- HOW TO COMPLETE THIS TASK: Which lines of the entries below include "stone"? List them all.

++++ EXERCISE INPUT

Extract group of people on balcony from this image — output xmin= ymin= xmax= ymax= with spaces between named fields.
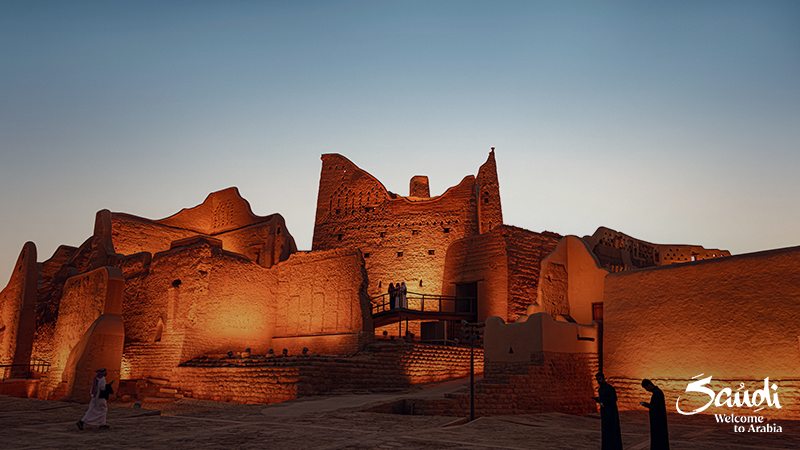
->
xmin=387 ymin=281 xmax=407 ymax=309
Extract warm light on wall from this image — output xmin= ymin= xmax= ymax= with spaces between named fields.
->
xmin=120 ymin=359 xmax=131 ymax=379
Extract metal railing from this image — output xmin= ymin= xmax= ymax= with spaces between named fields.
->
xmin=371 ymin=291 xmax=476 ymax=316
xmin=0 ymin=358 xmax=51 ymax=382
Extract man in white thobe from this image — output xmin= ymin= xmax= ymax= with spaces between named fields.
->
xmin=77 ymin=368 xmax=110 ymax=430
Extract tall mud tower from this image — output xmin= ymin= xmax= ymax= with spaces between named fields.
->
xmin=476 ymin=148 xmax=503 ymax=234
xmin=311 ymin=151 xmax=502 ymax=298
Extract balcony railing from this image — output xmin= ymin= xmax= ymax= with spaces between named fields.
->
xmin=0 ymin=358 xmax=50 ymax=382
xmin=371 ymin=291 xmax=476 ymax=316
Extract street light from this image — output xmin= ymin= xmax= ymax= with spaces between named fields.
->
xmin=462 ymin=320 xmax=484 ymax=421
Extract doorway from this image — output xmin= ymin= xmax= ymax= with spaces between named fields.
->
xmin=455 ymin=282 xmax=478 ymax=315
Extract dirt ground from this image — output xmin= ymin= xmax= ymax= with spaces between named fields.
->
xmin=0 ymin=394 xmax=797 ymax=449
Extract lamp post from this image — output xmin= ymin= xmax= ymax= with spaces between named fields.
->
xmin=470 ymin=330 xmax=475 ymax=421
xmin=462 ymin=320 xmax=484 ymax=421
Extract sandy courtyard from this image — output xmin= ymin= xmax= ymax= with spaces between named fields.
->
xmin=0 ymin=393 xmax=797 ymax=449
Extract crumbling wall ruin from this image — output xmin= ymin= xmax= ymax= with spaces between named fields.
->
xmin=110 ymin=187 xmax=296 ymax=268
xmin=536 ymin=235 xmax=608 ymax=325
xmin=40 ymin=266 xmax=124 ymax=400
xmin=311 ymin=152 xmax=502 ymax=298
xmin=442 ymin=226 xmax=560 ymax=323
xmin=0 ymin=184 xmax=369 ymax=398
xmin=271 ymin=248 xmax=371 ymax=355
xmin=0 ymin=242 xmax=38 ymax=376
xmin=120 ymin=239 xmax=369 ymax=381
xmin=584 ymin=226 xmax=729 ymax=272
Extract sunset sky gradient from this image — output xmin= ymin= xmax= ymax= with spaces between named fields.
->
xmin=1 ymin=1 xmax=798 ymax=284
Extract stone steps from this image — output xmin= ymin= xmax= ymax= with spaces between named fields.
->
xmin=169 ymin=343 xmax=484 ymax=403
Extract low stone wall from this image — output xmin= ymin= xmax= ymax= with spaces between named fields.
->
xmin=270 ymin=333 xmax=364 ymax=357
xmin=400 ymin=343 xmax=483 ymax=385
xmin=0 ymin=379 xmax=39 ymax=398
xmin=478 ymin=352 xmax=598 ymax=415
xmin=174 ymin=366 xmax=300 ymax=404
xmin=127 ymin=343 xmax=483 ymax=404
xmin=121 ymin=342 xmax=184 ymax=381
xmin=299 ymin=343 xmax=484 ymax=395
xmin=409 ymin=351 xmax=598 ymax=417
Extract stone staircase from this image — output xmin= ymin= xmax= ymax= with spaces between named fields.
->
xmin=153 ymin=341 xmax=484 ymax=404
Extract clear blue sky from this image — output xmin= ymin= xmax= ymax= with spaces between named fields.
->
xmin=1 ymin=1 xmax=798 ymax=285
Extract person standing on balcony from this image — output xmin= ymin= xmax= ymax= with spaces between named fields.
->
xmin=388 ymin=282 xmax=396 ymax=310
xmin=400 ymin=281 xmax=407 ymax=308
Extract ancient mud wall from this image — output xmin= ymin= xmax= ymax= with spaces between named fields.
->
xmin=32 ymin=245 xmax=77 ymax=362
xmin=121 ymin=241 xmax=369 ymax=380
xmin=442 ymin=226 xmax=560 ymax=322
xmin=271 ymin=248 xmax=370 ymax=355
xmin=299 ymin=343 xmax=484 ymax=394
xmin=604 ymin=246 xmax=800 ymax=419
xmin=442 ymin=228 xmax=509 ymax=321
xmin=584 ymin=226 xmax=730 ymax=272
xmin=214 ymin=221 xmax=294 ymax=268
xmin=63 ymin=279 xmax=125 ymax=402
xmin=432 ymin=314 xmax=601 ymax=417
xmin=475 ymin=149 xmax=503 ymax=234
xmin=111 ymin=215 xmax=295 ymax=269
xmin=109 ymin=187 xmax=296 ymax=268
xmin=29 ymin=212 xmax=121 ymax=366
xmin=312 ymin=153 xmax=502 ymax=298
xmin=411 ymin=314 xmax=598 ymax=417
xmin=178 ymin=242 xmax=275 ymax=361
xmin=503 ymin=227 xmax=561 ymax=322
xmin=0 ymin=242 xmax=38 ymax=374
xmin=463 ymin=352 xmax=599 ymax=416
xmin=484 ymin=314 xmax=598 ymax=362
xmin=157 ymin=187 xmax=265 ymax=235
xmin=536 ymin=236 xmax=607 ymax=325
xmin=175 ymin=343 xmax=482 ymax=404
xmin=175 ymin=365 xmax=300 ymax=404
xmin=110 ymin=213 xmax=195 ymax=257
xmin=121 ymin=238 xmax=272 ymax=380
xmin=40 ymin=266 xmax=123 ymax=400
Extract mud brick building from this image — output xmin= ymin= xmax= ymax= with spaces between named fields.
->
xmin=2 ymin=149 xmax=797 ymax=419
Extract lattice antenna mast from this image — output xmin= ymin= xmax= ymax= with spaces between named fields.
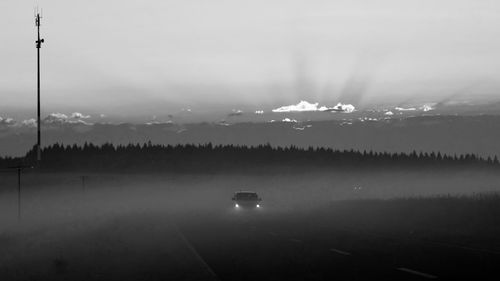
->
xmin=35 ymin=8 xmax=44 ymax=162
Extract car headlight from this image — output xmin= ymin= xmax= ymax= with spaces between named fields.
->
xmin=235 ymin=203 xmax=239 ymax=208
xmin=256 ymin=204 xmax=260 ymax=208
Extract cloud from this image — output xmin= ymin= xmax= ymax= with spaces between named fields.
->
xmin=218 ymin=120 xmax=231 ymax=126
xmin=145 ymin=120 xmax=174 ymax=125
xmin=420 ymin=104 xmax=434 ymax=112
xmin=145 ymin=113 xmax=172 ymax=125
xmin=69 ymin=119 xmax=93 ymax=125
xmin=272 ymin=101 xmax=356 ymax=113
xmin=227 ymin=109 xmax=243 ymax=117
xmin=293 ymin=124 xmax=312 ymax=130
xmin=385 ymin=111 xmax=394 ymax=116
xmin=273 ymin=101 xmax=319 ymax=112
xmin=338 ymin=104 xmax=356 ymax=113
xmin=70 ymin=112 xmax=91 ymax=119
xmin=319 ymin=103 xmax=356 ymax=113
xmin=44 ymin=113 xmax=69 ymax=123
xmin=282 ymin=118 xmax=298 ymax=123
xmin=394 ymin=107 xmax=417 ymax=111
xmin=359 ymin=117 xmax=378 ymax=122
xmin=43 ymin=113 xmax=92 ymax=125
xmin=0 ymin=116 xmax=16 ymax=126
xmin=255 ymin=110 xmax=264 ymax=115
xmin=394 ymin=104 xmax=435 ymax=112
xmin=21 ymin=118 xmax=37 ymax=127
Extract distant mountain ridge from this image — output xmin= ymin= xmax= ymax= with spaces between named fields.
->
xmin=1 ymin=115 xmax=500 ymax=158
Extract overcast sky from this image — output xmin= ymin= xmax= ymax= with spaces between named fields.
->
xmin=1 ymin=0 xmax=500 ymax=119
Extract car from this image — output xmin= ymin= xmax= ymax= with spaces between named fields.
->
xmin=232 ymin=191 xmax=262 ymax=209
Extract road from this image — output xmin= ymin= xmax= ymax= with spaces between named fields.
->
xmin=177 ymin=208 xmax=500 ymax=281
xmin=1 ymin=207 xmax=499 ymax=280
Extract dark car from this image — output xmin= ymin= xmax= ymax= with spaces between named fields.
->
xmin=232 ymin=191 xmax=262 ymax=209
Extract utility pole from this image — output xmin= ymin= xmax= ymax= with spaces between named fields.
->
xmin=81 ymin=175 xmax=87 ymax=193
xmin=35 ymin=9 xmax=44 ymax=162
xmin=1 ymin=166 xmax=33 ymax=221
xmin=17 ymin=168 xmax=21 ymax=221
xmin=13 ymin=166 xmax=33 ymax=221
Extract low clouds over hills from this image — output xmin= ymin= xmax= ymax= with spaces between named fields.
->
xmin=2 ymin=115 xmax=500 ymax=159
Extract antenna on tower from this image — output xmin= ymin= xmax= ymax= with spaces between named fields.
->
xmin=34 ymin=7 xmax=44 ymax=163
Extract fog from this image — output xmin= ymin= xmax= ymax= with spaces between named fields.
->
xmin=1 ymin=169 xmax=500 ymax=279
xmin=1 ymin=169 xmax=499 ymax=231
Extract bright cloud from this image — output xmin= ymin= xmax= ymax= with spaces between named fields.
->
xmin=272 ymin=101 xmax=355 ymax=113
xmin=420 ymin=104 xmax=435 ymax=112
xmin=44 ymin=113 xmax=69 ymax=123
xmin=71 ymin=112 xmax=91 ymax=119
xmin=394 ymin=107 xmax=417 ymax=111
xmin=282 ymin=118 xmax=298 ymax=123
xmin=272 ymin=101 xmax=319 ymax=112
xmin=395 ymin=104 xmax=434 ymax=112
xmin=320 ymin=103 xmax=356 ymax=113
xmin=385 ymin=111 xmax=394 ymax=116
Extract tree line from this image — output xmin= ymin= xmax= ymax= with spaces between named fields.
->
xmin=0 ymin=142 xmax=498 ymax=172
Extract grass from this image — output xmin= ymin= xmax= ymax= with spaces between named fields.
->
xmin=318 ymin=193 xmax=500 ymax=251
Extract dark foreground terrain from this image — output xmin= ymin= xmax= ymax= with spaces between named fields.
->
xmin=1 ymin=201 xmax=500 ymax=280
xmin=179 ymin=198 xmax=500 ymax=281
xmin=1 ymin=172 xmax=500 ymax=280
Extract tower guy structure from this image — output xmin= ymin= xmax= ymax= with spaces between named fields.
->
xmin=35 ymin=9 xmax=44 ymax=162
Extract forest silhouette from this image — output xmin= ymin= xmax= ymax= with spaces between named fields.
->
xmin=0 ymin=142 xmax=498 ymax=172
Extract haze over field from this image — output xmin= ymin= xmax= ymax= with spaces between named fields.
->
xmin=1 ymin=171 xmax=500 ymax=280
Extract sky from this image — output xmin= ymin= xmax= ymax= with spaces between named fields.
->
xmin=1 ymin=0 xmax=500 ymax=121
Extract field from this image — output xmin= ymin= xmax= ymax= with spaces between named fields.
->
xmin=1 ymin=169 xmax=500 ymax=280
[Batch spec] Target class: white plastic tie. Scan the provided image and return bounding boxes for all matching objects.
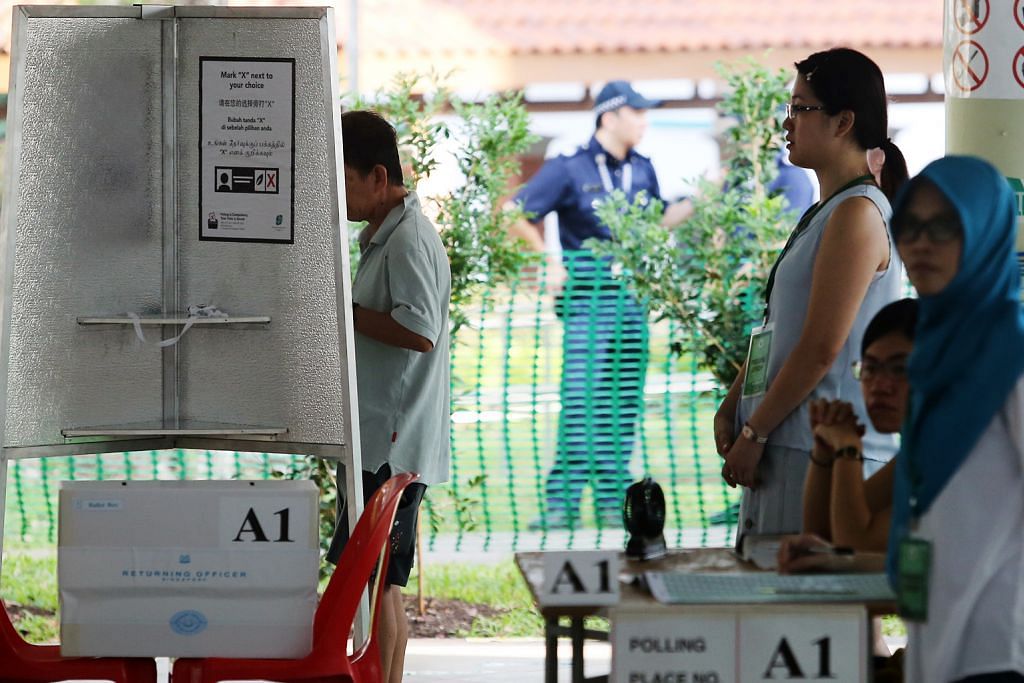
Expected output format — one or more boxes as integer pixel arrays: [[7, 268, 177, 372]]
[[127, 305, 227, 348]]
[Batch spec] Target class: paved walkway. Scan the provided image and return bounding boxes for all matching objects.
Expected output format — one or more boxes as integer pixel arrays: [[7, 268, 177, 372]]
[[86, 634, 909, 682], [406, 637, 610, 682], [124, 640, 611, 683]]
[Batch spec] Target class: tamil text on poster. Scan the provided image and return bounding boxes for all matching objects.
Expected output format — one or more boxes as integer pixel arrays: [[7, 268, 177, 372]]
[[200, 57, 295, 242]]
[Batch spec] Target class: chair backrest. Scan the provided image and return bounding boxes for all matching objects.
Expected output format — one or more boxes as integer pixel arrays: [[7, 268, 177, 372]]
[[0, 598, 27, 653], [313, 471, 420, 656]]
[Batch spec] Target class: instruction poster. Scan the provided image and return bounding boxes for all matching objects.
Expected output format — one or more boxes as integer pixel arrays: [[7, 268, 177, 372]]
[[199, 57, 295, 243]]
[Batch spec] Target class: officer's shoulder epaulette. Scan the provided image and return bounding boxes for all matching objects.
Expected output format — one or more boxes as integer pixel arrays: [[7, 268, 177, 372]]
[[560, 145, 591, 161]]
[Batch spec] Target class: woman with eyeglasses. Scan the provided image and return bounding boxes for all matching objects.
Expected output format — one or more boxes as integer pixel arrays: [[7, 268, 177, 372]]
[[777, 298, 917, 562], [715, 47, 909, 538], [885, 156, 1024, 683], [779, 298, 917, 675]]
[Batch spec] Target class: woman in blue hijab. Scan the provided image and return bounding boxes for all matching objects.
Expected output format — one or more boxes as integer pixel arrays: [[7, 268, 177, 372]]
[[889, 155, 1024, 683]]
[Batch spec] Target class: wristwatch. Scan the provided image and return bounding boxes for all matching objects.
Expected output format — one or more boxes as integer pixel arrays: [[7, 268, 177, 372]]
[[740, 423, 769, 445], [834, 445, 863, 462]]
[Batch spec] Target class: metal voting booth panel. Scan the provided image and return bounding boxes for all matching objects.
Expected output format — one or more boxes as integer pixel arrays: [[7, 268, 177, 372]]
[[0, 5, 362, 567]]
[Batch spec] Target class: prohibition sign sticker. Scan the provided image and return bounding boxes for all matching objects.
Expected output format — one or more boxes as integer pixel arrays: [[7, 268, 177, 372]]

++++++++

- ANSWER TO THE EXERCISE:
Extract stone steps from this image — output xmin= ymin= xmax= ymax= with spaces between named fields.
Extract low stone wall from this image — output xmin= ymin= xmax= ymax= with spaces between named fields.
Extract stone staircase from this image — output xmin= ymin= xmax= ymax= with spaces between named fields.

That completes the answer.